* [Exercise details] Retype the material that follows, keeping every word as it is.

— Start Dataset extract —

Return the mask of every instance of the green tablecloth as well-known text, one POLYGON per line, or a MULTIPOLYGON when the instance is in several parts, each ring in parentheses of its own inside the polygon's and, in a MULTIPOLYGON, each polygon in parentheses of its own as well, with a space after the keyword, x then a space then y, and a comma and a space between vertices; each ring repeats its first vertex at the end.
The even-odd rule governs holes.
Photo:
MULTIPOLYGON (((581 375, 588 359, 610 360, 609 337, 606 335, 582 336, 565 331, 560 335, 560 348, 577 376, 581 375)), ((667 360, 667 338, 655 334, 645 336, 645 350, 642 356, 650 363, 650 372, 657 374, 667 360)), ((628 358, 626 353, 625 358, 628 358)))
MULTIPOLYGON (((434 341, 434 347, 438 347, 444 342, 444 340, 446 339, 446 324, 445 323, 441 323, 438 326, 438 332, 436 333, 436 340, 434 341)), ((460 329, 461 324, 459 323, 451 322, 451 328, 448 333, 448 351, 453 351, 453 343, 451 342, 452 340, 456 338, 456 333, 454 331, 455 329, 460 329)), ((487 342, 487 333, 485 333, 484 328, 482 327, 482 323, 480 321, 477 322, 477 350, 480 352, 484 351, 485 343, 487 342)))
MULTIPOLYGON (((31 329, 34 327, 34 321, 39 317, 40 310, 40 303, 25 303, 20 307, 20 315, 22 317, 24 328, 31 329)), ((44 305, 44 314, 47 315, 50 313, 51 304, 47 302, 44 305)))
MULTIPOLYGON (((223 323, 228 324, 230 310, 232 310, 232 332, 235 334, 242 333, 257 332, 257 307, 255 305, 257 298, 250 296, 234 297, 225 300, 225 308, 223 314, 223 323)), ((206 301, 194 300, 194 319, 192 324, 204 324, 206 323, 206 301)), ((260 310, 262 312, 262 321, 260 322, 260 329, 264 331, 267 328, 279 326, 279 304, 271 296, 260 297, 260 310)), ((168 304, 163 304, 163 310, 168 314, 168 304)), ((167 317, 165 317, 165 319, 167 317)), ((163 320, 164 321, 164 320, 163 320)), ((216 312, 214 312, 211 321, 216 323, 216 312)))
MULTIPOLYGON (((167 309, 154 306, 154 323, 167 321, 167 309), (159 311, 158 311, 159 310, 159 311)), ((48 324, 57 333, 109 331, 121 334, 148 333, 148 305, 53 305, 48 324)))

— End Dataset extract —

* [Exercise answer]
Return the mask of every instance of the green tablecloth as well-known text, one POLYGON per line, or a MULTIPOLYGON when the instance is in several parts, each ring in parentheses of its own inside the polygon's and, in a MULTIPOLYGON, each polygon in parentheses of its own as well, with a space after the keyword, x then a space then y, and a comma and a space between vertices; each ring repeats its first vertex at the end.
The even-odd rule governs holes.
Photo:
MULTIPOLYGON (((581 375, 588 359, 610 360, 609 337, 606 335, 582 336, 565 331, 560 335, 560 348, 577 376, 581 375)), ((667 360, 667 338, 655 334, 645 336, 645 350, 642 356, 650 363, 650 372, 657 374, 667 360)), ((628 358, 626 353, 625 358, 628 358)))
MULTIPOLYGON (((434 341, 434 347, 438 347, 444 342, 444 340, 446 339, 446 324, 445 323, 441 323, 438 326, 438 332, 436 333, 436 340, 434 341)), ((460 329, 461 324, 459 323, 451 322, 451 328, 448 333, 448 351, 453 351, 453 343, 451 342, 452 340, 456 338, 456 333, 454 331, 455 329, 460 329)), ((487 342, 487 333, 485 333, 484 328, 482 327, 482 323, 480 321, 477 322, 477 350, 480 352, 484 351, 485 343, 487 342)))
MULTIPOLYGON (((31 329, 34 327, 34 321, 39 317, 40 310, 40 303, 25 303, 20 307, 20 315, 22 317, 24 328, 31 329)), ((44 305, 44 314, 47 315, 50 313, 51 304, 47 302, 44 305)))
MULTIPOLYGON (((223 323, 228 324, 230 310, 232 310, 232 332, 235 334, 242 333, 257 332, 257 307, 255 305, 257 298, 250 296, 234 297, 225 300, 225 308, 223 314, 223 323)), ((206 301, 194 300, 194 319, 192 324, 204 324, 206 323, 206 301)), ((260 310, 262 312, 262 321, 260 322, 260 329, 264 331, 267 328, 279 326, 279 304, 271 296, 260 297, 260 310)), ((168 304, 163 304, 163 310, 168 314, 168 304)), ((167 317, 165 317, 165 319, 167 317)), ((163 320, 164 321, 164 320, 163 320)), ((216 312, 214 312, 211 321, 216 323, 216 312)))
MULTIPOLYGON (((167 309, 154 306, 154 323, 167 321, 167 309), (159 311, 158 311, 159 310, 159 311)), ((48 324, 57 333, 109 331, 121 334, 148 333, 148 305, 53 305, 48 324)))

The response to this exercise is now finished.